= Provided records =
>>>>>

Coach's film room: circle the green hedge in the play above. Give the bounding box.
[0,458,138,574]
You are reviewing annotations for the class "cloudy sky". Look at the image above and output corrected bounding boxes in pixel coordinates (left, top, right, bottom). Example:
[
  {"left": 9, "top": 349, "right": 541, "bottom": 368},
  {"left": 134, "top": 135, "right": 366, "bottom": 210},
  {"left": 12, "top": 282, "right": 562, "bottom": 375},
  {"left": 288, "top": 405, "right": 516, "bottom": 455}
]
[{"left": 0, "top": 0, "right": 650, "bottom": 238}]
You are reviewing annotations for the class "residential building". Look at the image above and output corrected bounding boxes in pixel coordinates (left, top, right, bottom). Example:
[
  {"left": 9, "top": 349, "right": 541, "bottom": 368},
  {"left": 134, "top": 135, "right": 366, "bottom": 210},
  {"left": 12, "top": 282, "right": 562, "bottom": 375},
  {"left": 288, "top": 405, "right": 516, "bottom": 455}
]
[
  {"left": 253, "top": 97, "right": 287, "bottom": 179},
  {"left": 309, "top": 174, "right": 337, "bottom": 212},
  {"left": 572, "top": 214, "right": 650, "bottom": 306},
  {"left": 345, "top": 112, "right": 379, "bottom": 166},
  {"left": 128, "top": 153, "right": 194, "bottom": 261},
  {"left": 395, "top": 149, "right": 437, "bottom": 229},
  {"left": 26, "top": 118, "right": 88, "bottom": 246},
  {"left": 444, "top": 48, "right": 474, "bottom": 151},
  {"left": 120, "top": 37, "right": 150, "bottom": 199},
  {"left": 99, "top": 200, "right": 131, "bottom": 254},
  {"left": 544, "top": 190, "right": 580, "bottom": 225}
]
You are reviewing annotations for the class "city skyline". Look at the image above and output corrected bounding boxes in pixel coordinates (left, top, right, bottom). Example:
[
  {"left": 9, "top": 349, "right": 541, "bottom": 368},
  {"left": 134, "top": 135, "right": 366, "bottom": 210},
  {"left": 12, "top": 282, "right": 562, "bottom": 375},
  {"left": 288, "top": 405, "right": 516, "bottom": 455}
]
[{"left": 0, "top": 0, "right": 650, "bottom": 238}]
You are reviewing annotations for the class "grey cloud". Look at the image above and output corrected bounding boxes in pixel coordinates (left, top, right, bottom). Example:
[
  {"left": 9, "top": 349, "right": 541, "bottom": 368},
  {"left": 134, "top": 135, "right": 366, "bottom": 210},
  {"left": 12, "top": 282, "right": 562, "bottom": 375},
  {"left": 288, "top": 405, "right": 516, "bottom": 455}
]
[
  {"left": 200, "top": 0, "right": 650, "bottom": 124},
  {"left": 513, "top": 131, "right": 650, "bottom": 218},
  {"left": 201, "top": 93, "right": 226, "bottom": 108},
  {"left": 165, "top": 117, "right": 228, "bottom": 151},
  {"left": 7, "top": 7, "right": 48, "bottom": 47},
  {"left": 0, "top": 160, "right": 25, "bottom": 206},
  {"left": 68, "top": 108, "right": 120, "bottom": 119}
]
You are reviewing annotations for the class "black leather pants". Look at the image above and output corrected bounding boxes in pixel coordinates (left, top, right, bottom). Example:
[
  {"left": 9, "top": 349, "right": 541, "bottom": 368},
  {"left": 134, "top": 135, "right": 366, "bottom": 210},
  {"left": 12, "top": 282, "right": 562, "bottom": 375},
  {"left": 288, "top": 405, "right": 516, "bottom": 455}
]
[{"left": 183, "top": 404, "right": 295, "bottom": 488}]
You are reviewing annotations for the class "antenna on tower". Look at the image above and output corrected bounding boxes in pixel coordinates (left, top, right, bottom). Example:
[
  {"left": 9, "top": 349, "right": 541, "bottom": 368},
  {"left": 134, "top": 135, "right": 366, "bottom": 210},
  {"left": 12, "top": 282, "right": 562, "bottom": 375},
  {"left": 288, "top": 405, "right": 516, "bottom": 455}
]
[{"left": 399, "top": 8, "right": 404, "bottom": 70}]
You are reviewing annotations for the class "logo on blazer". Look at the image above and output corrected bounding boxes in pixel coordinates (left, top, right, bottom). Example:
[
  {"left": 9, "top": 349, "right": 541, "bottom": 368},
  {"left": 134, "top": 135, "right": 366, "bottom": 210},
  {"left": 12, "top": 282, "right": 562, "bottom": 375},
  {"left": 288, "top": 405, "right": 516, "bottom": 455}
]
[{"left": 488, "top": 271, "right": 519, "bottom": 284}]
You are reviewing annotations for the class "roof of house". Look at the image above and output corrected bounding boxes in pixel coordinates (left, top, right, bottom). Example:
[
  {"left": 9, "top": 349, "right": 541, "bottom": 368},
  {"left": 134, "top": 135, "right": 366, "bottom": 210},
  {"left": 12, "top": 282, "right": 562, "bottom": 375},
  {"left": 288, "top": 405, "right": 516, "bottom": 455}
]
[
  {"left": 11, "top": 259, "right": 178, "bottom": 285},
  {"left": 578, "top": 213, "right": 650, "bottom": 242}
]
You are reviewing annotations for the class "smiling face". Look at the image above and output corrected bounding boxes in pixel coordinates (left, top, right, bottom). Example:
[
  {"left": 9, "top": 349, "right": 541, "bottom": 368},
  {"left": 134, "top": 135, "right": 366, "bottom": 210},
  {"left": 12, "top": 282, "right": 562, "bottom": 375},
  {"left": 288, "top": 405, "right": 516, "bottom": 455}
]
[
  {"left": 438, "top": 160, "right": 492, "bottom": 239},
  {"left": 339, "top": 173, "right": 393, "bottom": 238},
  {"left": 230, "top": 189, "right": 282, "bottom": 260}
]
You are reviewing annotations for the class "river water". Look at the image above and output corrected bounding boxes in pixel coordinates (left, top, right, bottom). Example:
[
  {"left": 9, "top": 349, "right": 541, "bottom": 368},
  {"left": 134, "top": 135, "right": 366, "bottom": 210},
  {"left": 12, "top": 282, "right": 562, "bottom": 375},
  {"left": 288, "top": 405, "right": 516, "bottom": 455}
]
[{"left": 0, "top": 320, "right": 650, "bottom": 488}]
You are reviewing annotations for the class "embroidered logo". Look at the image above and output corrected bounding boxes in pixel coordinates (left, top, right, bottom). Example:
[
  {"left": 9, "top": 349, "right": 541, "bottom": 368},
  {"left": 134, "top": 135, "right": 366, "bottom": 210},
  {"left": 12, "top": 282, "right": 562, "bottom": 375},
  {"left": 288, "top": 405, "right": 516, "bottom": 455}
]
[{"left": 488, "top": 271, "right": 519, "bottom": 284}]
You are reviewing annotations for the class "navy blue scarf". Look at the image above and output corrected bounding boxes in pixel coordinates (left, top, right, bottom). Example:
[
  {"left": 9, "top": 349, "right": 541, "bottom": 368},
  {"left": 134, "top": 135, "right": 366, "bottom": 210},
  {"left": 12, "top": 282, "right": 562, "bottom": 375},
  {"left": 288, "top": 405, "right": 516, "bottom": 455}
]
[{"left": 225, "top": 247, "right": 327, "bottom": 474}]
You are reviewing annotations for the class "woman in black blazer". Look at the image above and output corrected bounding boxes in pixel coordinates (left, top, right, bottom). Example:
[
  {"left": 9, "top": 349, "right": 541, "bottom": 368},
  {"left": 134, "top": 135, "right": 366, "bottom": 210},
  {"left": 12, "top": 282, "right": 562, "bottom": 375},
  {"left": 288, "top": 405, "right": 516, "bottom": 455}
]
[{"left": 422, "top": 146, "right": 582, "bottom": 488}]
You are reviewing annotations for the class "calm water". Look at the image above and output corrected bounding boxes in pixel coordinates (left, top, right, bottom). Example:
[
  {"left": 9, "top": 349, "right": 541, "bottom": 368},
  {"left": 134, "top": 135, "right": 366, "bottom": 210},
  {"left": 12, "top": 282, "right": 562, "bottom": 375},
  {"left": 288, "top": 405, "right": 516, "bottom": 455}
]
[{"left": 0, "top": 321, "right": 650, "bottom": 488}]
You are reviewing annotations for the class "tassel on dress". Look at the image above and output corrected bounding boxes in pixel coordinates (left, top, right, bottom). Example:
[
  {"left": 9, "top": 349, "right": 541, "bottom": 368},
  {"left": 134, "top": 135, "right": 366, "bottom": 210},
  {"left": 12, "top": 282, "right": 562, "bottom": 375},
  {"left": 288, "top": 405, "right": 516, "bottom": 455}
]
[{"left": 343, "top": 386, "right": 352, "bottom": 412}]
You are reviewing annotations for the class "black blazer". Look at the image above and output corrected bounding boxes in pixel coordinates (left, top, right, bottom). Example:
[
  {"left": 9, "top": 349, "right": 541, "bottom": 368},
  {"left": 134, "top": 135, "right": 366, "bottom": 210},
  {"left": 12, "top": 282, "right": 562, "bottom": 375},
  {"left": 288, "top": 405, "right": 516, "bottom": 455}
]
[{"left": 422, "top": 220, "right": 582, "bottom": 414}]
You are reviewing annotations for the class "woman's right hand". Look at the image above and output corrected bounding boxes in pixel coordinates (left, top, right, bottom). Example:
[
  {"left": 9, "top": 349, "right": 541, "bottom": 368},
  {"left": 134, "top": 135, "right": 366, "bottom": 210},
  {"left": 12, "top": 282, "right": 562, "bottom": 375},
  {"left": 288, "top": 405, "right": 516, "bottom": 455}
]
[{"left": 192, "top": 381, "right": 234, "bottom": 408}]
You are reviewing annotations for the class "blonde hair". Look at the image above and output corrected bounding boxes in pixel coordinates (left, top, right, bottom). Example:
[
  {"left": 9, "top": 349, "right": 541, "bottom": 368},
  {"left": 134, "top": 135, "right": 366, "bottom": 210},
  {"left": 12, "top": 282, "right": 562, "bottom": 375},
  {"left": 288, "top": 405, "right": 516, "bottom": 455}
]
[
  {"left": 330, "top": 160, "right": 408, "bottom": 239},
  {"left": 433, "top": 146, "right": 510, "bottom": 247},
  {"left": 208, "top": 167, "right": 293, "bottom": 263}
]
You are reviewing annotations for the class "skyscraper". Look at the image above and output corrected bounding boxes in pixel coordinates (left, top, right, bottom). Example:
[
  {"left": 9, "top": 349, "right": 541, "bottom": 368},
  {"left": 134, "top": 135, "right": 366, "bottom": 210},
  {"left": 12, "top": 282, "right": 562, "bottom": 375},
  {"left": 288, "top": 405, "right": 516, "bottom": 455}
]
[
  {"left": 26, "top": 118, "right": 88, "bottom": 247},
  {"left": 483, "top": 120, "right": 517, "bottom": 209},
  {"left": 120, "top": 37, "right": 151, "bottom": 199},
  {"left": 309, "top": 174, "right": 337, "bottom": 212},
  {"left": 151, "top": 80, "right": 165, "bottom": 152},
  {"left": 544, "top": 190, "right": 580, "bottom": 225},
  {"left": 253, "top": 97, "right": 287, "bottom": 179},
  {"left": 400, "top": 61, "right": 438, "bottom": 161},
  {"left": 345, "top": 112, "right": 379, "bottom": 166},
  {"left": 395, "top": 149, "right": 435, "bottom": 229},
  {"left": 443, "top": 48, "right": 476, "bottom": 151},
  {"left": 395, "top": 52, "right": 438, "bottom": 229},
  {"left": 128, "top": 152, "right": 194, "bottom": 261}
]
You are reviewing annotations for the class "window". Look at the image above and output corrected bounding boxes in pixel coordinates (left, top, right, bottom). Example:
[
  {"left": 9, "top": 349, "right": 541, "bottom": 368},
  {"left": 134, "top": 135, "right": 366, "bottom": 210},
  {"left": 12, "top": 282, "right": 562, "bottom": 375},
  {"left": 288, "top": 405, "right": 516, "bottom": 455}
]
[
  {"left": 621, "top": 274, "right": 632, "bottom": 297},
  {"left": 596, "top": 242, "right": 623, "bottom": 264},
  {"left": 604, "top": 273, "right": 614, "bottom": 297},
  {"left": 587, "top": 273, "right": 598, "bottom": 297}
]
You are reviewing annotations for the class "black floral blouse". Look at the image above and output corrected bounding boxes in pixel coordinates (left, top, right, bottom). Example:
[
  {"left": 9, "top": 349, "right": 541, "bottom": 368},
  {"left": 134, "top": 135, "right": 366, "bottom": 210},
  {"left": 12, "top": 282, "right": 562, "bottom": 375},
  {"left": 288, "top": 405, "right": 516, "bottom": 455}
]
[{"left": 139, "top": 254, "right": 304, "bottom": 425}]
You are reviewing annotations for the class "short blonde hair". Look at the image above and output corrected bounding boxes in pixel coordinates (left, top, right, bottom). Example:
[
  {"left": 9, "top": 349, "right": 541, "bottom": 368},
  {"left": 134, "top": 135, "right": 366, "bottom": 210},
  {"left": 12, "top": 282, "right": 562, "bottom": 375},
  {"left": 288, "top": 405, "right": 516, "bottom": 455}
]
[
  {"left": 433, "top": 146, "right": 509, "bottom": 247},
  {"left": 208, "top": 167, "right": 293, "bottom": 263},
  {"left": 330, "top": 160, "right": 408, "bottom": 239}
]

<<<<<

= Exercise =
From the data above, pick out and copy every line that contains the string "tower". Matching is case-sensitive.

= Exercise solution =
You are reviewing annotations for the class "antenna on tower". Look at the image above and output corrected bounding boxes in pixel coordinates (left, top, right, bottom). Example:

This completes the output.